==== Extrahierter Text
In der Sicherheitsfalle

Mark Costello verarbeitet die Ängste Amerikas zum klugen Gegenwartsroman "Paranoia"

Von Bettina LaudeRSS-Newsfeed neuer Artikel von Bettina Laude

Besprochene Bücher / Literaturhinweise

Wahlkampf in den USA. Wer als Präsidentschaftskandidat überhaupt in Frage kommt, entscheiden die Vorwahlen. Das ist der Zeitpunkt, an dem die große Politik in den kleinen Bundesstaat New Hampshire hereinbricht. Drei Jahre und elf Monate kuschelt sich das Fleckchen an der kanadischen Grenze in seine Neu-England-Tradition und frische Brisen vom Meer. Dann kommen die Kandidaten und ein Kommentatoren-Heer. Denn man glaubt, dass das Votum der 1,2 Millionen Einwohner von New Hampshire für das der gesamten USA stehen könne.

Die Kandidaten kommen nicht allein. In ihrem Schlepptau eine Hundertschaft von Beratern, Secret Service-Agenten und Bodyguards. Eine davon ist Vi Asplund. Ende zwanzig, klein, blond, durchtrainiert. Mit dem zu schützenden "Objekt" kehrt sie in ihre Heimat zurück, in der immer noch ihr Bruder Jens lebt. Einst ein naturwissenschaftliches Genie, jetzt Programmierer bei einem Computerspiele-Start-up.
========
Aufgabe A: Wie heißt laut der Rezension zu „Paranoia“ der Bruder von Vi Asplund?
Aufgabe B: Gib die Datensätze erneut wieder, beginnend mit der Zeile „Target: wooden tray“ und endend mit dem Ende der Datensätze, und tausche dabei „bare tree“ gegen „leafless tree“ aus, ohne sonst etwas zu ändern. Lass die Bilder in deiner Antwort weg.
==== Zu verwendende Daten
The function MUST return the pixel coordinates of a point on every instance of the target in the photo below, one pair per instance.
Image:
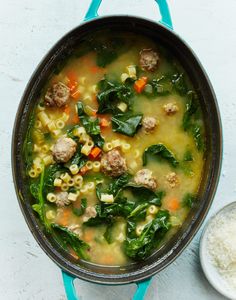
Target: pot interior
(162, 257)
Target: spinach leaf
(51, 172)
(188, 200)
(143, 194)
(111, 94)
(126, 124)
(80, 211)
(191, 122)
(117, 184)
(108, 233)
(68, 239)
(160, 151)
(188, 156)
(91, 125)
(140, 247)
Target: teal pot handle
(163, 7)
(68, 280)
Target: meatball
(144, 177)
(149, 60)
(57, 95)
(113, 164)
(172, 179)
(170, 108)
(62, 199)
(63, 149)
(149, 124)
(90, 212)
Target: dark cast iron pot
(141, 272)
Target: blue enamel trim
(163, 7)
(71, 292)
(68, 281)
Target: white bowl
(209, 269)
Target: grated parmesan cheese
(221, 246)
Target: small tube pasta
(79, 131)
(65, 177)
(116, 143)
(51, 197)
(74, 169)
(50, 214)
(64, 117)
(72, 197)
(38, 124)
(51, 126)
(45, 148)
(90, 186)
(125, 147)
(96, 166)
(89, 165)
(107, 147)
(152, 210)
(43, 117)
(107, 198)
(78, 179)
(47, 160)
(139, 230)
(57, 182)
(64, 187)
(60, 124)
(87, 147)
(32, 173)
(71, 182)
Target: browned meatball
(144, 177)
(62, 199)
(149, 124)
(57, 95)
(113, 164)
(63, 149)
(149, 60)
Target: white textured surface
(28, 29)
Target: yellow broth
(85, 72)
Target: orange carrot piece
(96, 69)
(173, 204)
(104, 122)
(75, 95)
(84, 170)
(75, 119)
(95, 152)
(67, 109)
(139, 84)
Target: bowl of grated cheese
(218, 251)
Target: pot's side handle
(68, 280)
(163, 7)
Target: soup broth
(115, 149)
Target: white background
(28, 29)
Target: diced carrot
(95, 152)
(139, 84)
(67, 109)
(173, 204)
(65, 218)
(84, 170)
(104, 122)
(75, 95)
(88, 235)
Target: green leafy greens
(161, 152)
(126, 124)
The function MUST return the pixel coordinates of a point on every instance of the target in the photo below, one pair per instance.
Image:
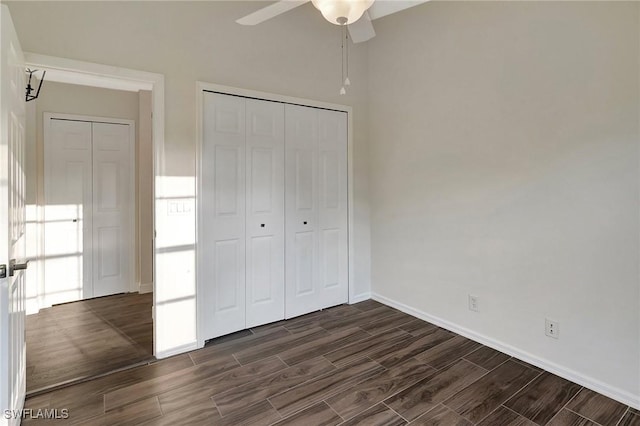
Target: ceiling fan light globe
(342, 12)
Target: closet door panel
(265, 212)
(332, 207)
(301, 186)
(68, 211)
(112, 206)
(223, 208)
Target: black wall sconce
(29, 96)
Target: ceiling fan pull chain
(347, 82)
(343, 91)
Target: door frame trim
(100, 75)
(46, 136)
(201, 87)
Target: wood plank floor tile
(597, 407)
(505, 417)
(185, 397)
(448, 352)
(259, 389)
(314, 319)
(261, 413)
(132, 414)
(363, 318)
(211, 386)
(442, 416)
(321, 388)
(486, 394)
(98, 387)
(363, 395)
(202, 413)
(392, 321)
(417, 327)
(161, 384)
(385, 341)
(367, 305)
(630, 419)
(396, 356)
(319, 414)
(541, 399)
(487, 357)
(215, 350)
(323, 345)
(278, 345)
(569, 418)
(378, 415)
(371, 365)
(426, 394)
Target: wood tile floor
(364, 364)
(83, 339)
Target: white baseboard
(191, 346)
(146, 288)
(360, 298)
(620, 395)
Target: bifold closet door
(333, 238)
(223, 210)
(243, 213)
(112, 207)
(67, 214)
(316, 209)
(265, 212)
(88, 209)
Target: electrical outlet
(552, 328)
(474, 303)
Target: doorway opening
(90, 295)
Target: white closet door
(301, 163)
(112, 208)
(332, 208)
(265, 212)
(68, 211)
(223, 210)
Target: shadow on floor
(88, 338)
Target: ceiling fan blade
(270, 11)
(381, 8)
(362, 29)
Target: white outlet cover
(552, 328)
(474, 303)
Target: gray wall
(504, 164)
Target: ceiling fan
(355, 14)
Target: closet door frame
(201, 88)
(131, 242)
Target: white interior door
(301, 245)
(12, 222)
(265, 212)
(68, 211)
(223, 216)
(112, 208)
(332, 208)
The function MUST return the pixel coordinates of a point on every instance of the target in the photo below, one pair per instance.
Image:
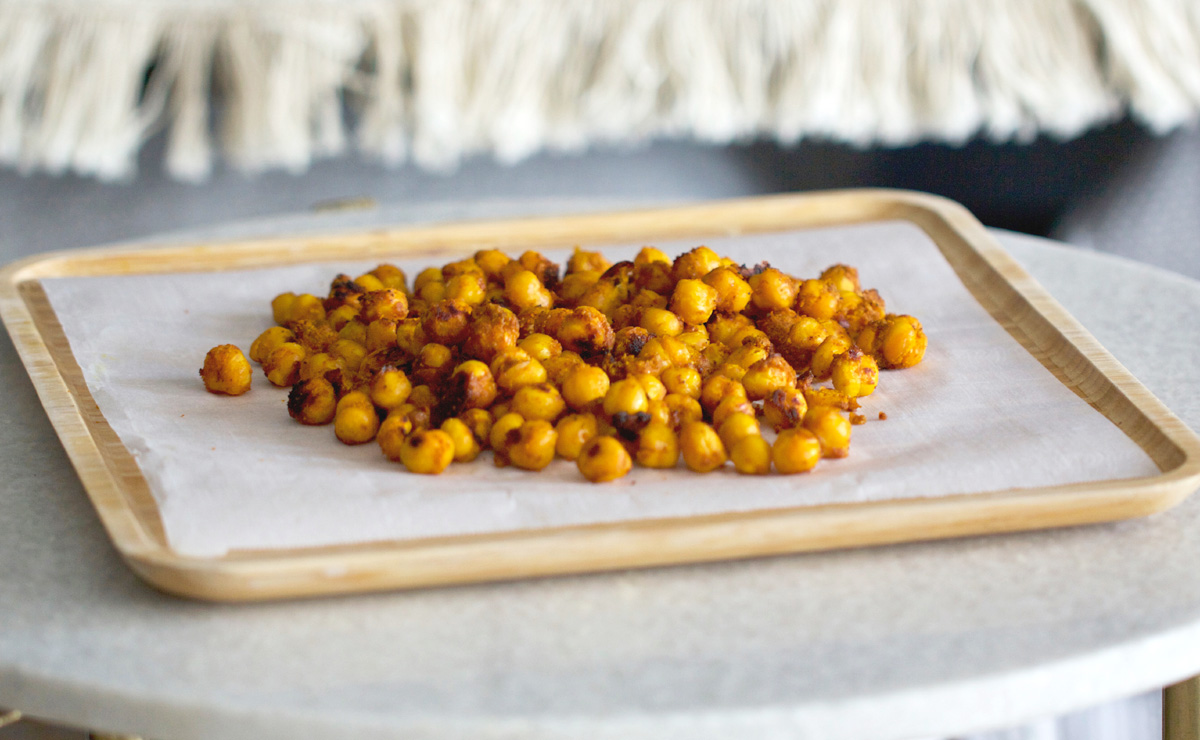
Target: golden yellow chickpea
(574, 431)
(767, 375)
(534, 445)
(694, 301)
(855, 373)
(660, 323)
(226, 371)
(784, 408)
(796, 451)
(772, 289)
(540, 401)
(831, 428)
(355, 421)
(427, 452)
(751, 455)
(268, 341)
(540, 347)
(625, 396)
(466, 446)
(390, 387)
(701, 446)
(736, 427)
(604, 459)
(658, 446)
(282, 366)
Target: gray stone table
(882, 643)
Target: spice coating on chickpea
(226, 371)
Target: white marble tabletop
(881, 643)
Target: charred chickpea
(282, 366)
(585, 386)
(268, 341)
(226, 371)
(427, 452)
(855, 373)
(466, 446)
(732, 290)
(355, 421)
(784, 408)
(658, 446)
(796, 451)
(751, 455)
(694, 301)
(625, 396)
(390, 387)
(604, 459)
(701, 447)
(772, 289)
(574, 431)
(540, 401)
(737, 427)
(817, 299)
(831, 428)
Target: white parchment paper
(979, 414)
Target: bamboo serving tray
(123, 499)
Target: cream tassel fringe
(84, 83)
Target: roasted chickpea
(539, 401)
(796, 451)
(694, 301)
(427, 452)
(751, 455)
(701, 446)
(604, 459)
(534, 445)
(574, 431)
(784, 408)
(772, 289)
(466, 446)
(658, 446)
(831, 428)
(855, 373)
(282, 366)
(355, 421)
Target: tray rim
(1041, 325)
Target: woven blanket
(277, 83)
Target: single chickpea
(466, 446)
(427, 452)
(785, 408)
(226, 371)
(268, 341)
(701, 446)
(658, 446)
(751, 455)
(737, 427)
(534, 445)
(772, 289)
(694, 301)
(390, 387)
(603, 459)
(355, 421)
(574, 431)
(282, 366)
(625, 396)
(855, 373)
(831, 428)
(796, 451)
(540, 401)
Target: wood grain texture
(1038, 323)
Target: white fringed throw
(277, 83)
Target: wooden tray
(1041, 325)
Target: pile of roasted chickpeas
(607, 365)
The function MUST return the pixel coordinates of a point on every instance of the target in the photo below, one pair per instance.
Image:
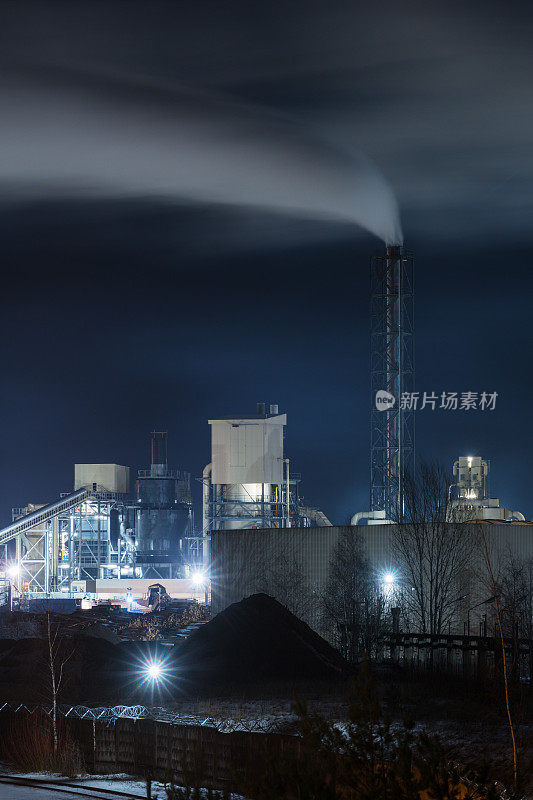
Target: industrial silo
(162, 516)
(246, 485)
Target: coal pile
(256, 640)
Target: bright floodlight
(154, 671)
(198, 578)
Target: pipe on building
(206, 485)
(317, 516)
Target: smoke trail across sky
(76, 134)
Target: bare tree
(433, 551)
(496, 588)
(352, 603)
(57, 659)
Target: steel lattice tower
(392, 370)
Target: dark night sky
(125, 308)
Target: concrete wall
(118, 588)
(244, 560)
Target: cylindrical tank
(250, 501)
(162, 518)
========
Schriftliche Antwort A: Jens

Schriftliche Antwort B:
Target: wooden tray
(1041, 325)
Target: pile of roasted chickpeas
(607, 365)
The function MUST return the pixel coordinates of a point on every instance of the target in the photo below, one pair per instance.
Image:
Target: industrial silo
(162, 516)
(246, 485)
Target: coal pile
(256, 640)
Target: bright floodlight
(154, 671)
(198, 578)
Target: pipe on building
(206, 485)
(317, 516)
Target: smoke trail across sky
(76, 134)
Target: leafless tree
(433, 551)
(496, 588)
(352, 603)
(57, 659)
Target: steel lattice tower
(392, 370)
Target: dark night sky
(125, 308)
Target: concrete wall
(118, 588)
(244, 560)
Target: cylindrical tank
(250, 501)
(162, 518)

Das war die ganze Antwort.